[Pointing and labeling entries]
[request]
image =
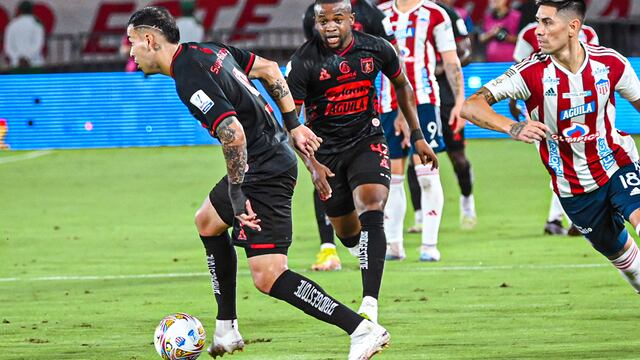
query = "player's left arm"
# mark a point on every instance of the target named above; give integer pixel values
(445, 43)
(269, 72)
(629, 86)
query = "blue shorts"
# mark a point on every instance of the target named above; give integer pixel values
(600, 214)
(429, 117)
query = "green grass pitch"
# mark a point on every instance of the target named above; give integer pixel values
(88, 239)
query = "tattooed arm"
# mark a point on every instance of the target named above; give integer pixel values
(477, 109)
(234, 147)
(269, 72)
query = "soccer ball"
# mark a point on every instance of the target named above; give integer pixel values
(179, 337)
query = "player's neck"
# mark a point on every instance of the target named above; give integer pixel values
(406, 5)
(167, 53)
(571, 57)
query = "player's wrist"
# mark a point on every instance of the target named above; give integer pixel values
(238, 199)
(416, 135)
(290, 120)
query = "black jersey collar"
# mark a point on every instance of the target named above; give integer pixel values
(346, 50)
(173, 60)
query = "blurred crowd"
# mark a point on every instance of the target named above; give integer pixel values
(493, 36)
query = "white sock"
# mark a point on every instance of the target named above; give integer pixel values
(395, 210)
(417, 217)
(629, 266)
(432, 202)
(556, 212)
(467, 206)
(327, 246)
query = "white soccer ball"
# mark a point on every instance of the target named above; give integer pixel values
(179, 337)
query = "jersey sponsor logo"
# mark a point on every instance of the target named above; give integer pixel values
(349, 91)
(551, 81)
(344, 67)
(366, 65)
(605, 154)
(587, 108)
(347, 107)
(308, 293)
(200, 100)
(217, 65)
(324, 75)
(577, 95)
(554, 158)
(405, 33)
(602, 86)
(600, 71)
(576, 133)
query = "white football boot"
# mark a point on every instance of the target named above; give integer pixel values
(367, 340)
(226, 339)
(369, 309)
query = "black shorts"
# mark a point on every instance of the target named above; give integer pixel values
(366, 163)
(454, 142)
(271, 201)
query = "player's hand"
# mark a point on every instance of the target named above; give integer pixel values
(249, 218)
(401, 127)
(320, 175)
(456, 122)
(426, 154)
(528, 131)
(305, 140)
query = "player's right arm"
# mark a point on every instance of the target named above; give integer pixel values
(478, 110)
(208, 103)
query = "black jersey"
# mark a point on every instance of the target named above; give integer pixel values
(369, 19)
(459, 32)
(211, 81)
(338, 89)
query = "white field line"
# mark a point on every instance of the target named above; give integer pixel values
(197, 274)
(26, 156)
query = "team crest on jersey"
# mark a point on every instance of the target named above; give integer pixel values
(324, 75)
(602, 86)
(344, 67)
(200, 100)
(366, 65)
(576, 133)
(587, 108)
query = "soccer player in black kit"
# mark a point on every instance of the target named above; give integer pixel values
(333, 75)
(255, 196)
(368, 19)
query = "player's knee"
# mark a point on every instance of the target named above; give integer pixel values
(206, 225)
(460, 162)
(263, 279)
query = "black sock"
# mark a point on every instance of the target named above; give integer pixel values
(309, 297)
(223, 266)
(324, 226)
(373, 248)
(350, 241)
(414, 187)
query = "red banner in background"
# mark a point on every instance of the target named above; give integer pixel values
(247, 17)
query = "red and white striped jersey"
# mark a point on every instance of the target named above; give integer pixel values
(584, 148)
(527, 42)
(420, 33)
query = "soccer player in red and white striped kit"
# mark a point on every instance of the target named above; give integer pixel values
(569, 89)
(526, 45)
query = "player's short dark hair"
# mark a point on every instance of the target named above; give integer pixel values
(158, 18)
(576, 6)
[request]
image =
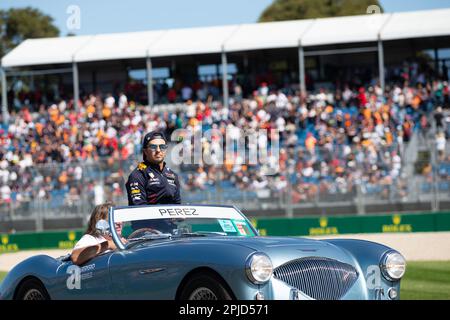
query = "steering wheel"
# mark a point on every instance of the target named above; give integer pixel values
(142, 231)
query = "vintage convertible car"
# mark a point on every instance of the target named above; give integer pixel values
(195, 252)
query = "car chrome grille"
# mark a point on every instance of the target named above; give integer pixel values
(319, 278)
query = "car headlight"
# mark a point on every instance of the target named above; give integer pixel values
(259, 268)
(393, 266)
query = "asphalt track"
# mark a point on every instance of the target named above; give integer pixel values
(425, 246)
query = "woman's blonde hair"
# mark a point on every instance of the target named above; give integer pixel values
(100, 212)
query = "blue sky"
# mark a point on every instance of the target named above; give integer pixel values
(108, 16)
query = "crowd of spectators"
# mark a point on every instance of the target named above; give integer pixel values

- **What you should do**
Images should not appear in the copy; retype the listing above exactly.

- **Response**
[request]
image =
query = "player's left arm"
# mark a point on every instance of the target named above; give integer pixel values
(445, 43)
(269, 72)
(629, 86)
query = "blue shorts"
# mark a point on every instance of the target named above; give integer pixel values
(600, 214)
(429, 117)
query = "green grass pitch"
# mark a point on every instance of the target named above; give integer pixel values
(88, 239)
query = "tattooed arm"
# mark a point on every instance of the target named above; give integer pixel values
(477, 109)
(234, 147)
(269, 72)
query = "soccer ball"
# mark a point on every instance of the target named above; give integer pixel values
(179, 337)
query = "player's neck"
# mark a point on every instance of the target named above; give integer pixel values
(406, 5)
(167, 53)
(571, 57)
query = "player's wrist"
# mark a point on every instance of the target named above; give integer pixel values
(238, 199)
(416, 135)
(290, 120)
query = "black jersey collar"
# mark a point on every instance of the target named above; give integer pixel values
(346, 50)
(173, 60)
query = "blurred crowd"
# mark a point on every instance of the target named above; give integer pixel values
(493, 36)
query = "white sock"
# mark a point on every instance of the target named above; give integer pixel values
(395, 210)
(417, 217)
(629, 266)
(432, 202)
(556, 212)
(467, 206)
(327, 246)
query = "white soccer ball"
# mark a point on every instance of the target named above; give integer pixel values
(179, 337)
query = "jersey sponsor logo"
# mark a point on every instance of the target named above; give integer pixel values
(349, 91)
(551, 81)
(344, 67)
(366, 65)
(605, 154)
(587, 108)
(347, 107)
(308, 293)
(200, 100)
(217, 65)
(324, 75)
(577, 95)
(554, 158)
(405, 33)
(602, 86)
(600, 71)
(576, 133)
query = "white football boot"
# mark a point on every instance of the target named above; give integer pixel values
(367, 340)
(226, 339)
(369, 309)
query = "black shorts"
# mark a point on every instance of the target named above; give integer pixel values
(366, 163)
(454, 142)
(271, 201)
query = "player's hand"
# mark a point on every instance of the target named above; give integer pixel values
(249, 218)
(401, 127)
(320, 175)
(456, 122)
(426, 154)
(528, 131)
(305, 140)
query = "player's right arm"
# mark a point on every instance of the target named above; give integer pixel values
(478, 110)
(208, 103)
query = "black jersey"
# mark a point on every instance of the target named above; give integer pixel values
(369, 19)
(459, 32)
(211, 81)
(338, 89)
query = "white field line"
# mark a point on every instance of the target named above; give integer pixel values
(197, 274)
(26, 156)
query = "team crest on jersey"
# mark a point on every instance of the target named above; give integer pixel values
(324, 75)
(602, 86)
(344, 67)
(200, 100)
(366, 65)
(576, 133)
(587, 108)
query = "soccer player in black kit"
# mark a point on every instance of the target named above; give integer pixel values
(333, 75)
(255, 196)
(368, 19)
query = "player's knee"
# mark a point on every instance of the target named above; give integer pixel values
(206, 225)
(460, 162)
(263, 279)
query = "black sock"
# mark a point on every instance of the target named above; give integer pixel values
(309, 297)
(223, 266)
(324, 226)
(373, 248)
(350, 241)
(414, 187)
query = "red banner in background"
# mark a point on every instance of the target named above; give integer pixel values
(247, 17)
query = "red and white striped jersey"
# mark a point on every instance of the target named above; give integer pixel values
(584, 148)
(527, 42)
(420, 33)
query = "soccer player in red and white striped kit"
# mark a point on every instance of the target named above; give integer pixel values
(569, 89)
(526, 45)
query = "player's short dark hair"
# mark a point on every instance of the target named above; give integer pixel values
(158, 18)
(576, 6)
[request]
image =
query = "steering wheel"
# mark a point on every instance of the target named above; give integer pixel values
(142, 231)
query = "vintage convertible car"
# mark a point on every instance of the target named above; give integer pixel values
(195, 252)
query = "car chrome grille"
# mark a point on every instance of the target named above; give integer pixel values
(319, 278)
query = "car headlight"
# mark a point on every instance of the target named above; give integer pixel values
(259, 268)
(393, 266)
query = "asphalt track"
# mark a point on every instance of the target named above; give integer pixel values
(425, 246)
query = "woman's blonde hair"
# mark a point on every instance of the target named above; give integer pixel values
(100, 212)
query = "blue sky"
# mark a point on every instance of the target named above; give integer pixel values
(108, 16)
query = "crowd of spectators"
# mark a point on every instance of the target named above; give integer pixel values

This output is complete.